* **SET PROBLEM 1**:
List each quantity that the forum post on BLDC speed and torque multiplies together in its force formula, with the symbol and meaning the post gives for each.

++++ SELECTED EXTRACT

BLDC Speed and torque 1

[ehat001]

I am having trouble wrapping my head around this. Everyone says BLDC motors are speed controlled via voltage BUT the force (torque) produce by a coil or wire in a magnetic field is equal to F=BlI (Force(torque) = B,flux density * l,length of wire * I,current in wire). So the more current through a wire produces more force accelerating the wire through the magnetic field faster. So when you adjust the voltage across the winding it adjusts the current, increasing or decreasing both the torque and speed.
Do I have all of that correct?

In my application I am using a 3 phase Y connected BLDC with 3 half bridges run with 6 step commutation and PWM. It is speed controlled.

Is the speed of the motor adjusted by the PWM on time or how fast you run through the 6 commutation steps?
To me its a combination of both.. to go faster you need more current (voltage) through the windings (higher PWM percentage (more on)) to accelerate the winding through the magnetic field faster in addition to going through the commutation steps faster. Is that correct?

As an example (the numbers are not right)..
12V or 1A (1ohm winding) produces 1Nm of force at 10,000RPM...
The 1Nm is my torque constant = 1Nm/Amp
and 10KRPM/Nm (Speed/Torque gradient)

++++++++

* **SET PROBLEM 2**:
Pick out every line of the entries that contains the word "white", counting only matches with the same case.

++++ GIVEN RECORDS

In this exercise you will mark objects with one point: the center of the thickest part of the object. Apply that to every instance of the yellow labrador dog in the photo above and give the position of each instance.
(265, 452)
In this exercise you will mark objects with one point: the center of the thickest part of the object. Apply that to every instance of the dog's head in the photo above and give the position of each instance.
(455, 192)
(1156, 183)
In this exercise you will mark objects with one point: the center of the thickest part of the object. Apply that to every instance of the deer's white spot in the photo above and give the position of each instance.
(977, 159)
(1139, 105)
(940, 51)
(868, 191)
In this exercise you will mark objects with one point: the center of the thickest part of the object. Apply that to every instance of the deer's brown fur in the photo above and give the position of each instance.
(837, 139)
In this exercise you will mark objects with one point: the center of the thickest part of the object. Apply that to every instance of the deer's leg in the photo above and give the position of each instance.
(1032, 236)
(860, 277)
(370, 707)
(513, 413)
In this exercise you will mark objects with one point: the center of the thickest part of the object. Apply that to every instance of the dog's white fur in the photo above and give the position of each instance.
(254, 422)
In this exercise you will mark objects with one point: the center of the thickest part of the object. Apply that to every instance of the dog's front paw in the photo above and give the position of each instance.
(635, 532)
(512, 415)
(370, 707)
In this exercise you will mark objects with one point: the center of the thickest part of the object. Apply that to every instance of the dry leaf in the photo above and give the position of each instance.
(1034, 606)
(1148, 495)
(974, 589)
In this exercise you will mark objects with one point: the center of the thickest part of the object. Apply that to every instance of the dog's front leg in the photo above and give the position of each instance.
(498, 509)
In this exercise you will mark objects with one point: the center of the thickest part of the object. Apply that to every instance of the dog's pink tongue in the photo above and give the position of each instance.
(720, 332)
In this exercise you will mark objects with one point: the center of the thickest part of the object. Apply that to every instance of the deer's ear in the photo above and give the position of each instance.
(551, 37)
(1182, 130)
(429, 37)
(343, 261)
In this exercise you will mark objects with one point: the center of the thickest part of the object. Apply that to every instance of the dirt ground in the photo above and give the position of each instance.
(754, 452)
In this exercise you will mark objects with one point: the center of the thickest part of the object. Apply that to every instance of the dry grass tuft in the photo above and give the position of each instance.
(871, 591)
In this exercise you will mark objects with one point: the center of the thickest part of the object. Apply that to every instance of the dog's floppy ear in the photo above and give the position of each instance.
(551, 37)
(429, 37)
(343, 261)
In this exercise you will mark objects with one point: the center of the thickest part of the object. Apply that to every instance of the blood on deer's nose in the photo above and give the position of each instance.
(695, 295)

++++++++

* **RIGHT ANSWER 1**:
B, flux density
l, length of wire
I, current in wire

* **RIGHT ANSWER 2**:
In this exercise you will mark objects with one point: the center of the thickest part of the object. Apply that to every instance of the deer's white spot in the photo above and give the position of each instance.
In this exercise you will mark objects with one point: the center of the thickest part of the object. Apply that to every instance of the dog's white fur in the photo above and give the position of each instance.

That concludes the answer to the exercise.